From the entries, return every line where the string "prompts" shows up.
===
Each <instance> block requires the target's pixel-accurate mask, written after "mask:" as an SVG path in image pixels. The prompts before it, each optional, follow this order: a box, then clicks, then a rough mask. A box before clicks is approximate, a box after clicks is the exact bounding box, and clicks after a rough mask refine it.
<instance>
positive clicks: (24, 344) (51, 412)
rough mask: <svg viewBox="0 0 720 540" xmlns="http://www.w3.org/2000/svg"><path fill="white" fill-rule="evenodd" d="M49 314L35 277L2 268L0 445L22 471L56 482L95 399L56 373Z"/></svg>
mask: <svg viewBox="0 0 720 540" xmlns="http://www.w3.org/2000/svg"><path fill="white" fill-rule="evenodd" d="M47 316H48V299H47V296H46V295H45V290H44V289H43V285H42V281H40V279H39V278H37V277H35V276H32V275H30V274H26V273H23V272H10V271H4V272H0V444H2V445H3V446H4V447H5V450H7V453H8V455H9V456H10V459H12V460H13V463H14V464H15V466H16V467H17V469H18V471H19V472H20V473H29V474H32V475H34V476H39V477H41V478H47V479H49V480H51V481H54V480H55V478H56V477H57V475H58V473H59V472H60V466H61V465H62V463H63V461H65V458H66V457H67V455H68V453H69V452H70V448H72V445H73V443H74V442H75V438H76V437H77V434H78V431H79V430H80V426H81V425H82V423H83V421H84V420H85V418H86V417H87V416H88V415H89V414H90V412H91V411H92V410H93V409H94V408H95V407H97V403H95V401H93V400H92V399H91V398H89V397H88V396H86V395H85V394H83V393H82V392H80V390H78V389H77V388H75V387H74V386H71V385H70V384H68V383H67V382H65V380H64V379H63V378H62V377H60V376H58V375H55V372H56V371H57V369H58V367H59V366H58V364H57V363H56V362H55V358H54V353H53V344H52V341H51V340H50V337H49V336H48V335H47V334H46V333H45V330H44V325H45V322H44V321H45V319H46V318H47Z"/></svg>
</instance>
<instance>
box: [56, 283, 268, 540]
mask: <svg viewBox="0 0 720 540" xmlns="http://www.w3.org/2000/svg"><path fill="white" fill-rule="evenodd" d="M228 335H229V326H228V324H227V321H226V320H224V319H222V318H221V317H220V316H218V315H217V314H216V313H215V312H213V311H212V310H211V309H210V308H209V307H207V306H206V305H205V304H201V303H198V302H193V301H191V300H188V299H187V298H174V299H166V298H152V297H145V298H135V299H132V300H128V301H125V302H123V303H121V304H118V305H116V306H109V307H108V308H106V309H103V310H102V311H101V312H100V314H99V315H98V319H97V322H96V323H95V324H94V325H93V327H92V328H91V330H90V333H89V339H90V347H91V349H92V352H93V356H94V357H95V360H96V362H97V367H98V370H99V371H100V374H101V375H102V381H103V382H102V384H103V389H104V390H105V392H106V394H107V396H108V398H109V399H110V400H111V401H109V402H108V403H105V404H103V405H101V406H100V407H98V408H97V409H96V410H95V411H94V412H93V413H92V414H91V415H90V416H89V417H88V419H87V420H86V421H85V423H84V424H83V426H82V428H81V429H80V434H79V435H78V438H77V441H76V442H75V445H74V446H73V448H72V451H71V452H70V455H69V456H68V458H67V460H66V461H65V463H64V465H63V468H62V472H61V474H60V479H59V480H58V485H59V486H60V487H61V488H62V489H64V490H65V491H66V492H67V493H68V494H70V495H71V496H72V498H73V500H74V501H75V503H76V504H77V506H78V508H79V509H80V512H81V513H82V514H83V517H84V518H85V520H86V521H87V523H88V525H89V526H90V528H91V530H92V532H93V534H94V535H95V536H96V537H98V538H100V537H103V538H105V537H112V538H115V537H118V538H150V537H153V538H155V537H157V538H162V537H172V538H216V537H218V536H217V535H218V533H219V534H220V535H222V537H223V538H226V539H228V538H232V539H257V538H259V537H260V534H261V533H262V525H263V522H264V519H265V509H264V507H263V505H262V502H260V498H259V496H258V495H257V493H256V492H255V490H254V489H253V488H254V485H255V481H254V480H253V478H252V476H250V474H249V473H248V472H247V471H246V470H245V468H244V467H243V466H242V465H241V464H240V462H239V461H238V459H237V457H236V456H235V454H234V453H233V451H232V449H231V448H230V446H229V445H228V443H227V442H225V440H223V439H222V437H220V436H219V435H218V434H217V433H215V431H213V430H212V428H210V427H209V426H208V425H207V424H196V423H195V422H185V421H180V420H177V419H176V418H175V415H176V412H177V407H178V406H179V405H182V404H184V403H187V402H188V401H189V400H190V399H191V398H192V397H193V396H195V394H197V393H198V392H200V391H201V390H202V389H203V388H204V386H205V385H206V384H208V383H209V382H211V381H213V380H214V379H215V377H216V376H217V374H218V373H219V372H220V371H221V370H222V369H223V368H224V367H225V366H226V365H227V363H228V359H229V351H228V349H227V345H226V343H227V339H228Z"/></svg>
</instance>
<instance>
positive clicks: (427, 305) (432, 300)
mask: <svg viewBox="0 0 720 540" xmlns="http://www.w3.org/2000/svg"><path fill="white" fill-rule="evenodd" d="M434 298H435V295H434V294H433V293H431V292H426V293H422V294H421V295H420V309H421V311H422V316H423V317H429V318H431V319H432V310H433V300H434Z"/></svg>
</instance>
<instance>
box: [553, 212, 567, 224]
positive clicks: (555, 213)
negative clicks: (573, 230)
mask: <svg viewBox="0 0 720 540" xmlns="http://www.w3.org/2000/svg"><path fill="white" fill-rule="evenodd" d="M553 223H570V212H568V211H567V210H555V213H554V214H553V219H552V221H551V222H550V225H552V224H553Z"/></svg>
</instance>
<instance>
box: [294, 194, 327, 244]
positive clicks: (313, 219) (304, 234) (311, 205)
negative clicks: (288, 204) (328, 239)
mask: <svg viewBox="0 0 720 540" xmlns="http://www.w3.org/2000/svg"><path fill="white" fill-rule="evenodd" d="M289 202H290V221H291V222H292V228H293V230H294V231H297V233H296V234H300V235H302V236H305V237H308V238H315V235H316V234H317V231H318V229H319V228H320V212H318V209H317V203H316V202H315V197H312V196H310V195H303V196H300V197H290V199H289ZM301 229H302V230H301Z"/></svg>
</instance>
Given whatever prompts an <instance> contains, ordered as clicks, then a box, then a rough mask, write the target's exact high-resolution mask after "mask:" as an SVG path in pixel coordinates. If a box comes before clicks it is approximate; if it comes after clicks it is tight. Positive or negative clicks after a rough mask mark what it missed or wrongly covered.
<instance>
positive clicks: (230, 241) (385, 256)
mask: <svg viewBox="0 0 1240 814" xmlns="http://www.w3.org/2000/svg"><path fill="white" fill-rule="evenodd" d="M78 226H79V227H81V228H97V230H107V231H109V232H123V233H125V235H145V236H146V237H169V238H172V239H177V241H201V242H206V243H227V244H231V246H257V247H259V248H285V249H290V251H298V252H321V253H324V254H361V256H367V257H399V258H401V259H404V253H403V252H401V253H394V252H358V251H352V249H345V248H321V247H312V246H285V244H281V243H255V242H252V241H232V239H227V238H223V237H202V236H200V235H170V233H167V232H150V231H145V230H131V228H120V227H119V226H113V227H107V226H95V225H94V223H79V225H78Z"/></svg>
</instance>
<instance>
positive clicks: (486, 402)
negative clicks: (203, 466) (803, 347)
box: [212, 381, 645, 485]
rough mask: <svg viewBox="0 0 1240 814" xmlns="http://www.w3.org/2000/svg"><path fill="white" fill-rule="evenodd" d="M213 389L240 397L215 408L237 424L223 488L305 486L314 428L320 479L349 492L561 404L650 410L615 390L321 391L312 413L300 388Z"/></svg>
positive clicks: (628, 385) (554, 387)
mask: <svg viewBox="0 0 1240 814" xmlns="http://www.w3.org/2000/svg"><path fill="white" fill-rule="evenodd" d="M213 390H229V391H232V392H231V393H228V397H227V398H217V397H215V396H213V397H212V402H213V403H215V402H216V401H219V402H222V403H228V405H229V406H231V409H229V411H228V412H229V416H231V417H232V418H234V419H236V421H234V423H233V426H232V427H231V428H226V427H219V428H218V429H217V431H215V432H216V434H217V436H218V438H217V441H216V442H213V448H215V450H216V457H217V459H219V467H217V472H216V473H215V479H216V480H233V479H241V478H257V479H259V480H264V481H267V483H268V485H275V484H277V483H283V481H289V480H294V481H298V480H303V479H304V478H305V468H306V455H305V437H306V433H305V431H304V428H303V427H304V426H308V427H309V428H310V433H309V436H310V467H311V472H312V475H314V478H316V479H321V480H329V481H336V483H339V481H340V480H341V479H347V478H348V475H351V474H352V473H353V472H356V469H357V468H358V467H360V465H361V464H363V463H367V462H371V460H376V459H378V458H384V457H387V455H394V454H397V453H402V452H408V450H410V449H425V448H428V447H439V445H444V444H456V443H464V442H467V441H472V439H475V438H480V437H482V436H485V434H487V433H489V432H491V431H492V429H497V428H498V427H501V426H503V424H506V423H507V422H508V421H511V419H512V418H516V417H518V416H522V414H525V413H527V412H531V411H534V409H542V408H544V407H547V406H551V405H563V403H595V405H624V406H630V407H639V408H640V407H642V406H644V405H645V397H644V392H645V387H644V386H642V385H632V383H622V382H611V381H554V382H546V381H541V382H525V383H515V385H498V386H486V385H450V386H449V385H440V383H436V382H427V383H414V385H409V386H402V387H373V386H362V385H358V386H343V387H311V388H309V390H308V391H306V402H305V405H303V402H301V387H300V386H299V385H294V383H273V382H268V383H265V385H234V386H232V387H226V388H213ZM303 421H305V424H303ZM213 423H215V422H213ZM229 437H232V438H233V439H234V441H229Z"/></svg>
===
▶ _Output_:
Each <instance> block requires the target's pixel-accurate mask, written after "mask:" as an SVG path in image pixels. The prompts before it, each optional, follow this order: a box, then clicks, then a rough mask. A box before clicks is approximate, a box after clicks is the exact bounding box, and clicks after a rough mask refine it.
Given whatever prompts an <instance> contains, ordered as clicks, then a box, then a rough mask, write the target's exact high-resolution mask after "mask:" as an SVG path in pixel coordinates. If a box comes before clicks it is approximate; if it comes after clicks it is tight. Positive or negative clicks after a rough mask mark what it missed or wrongly covered.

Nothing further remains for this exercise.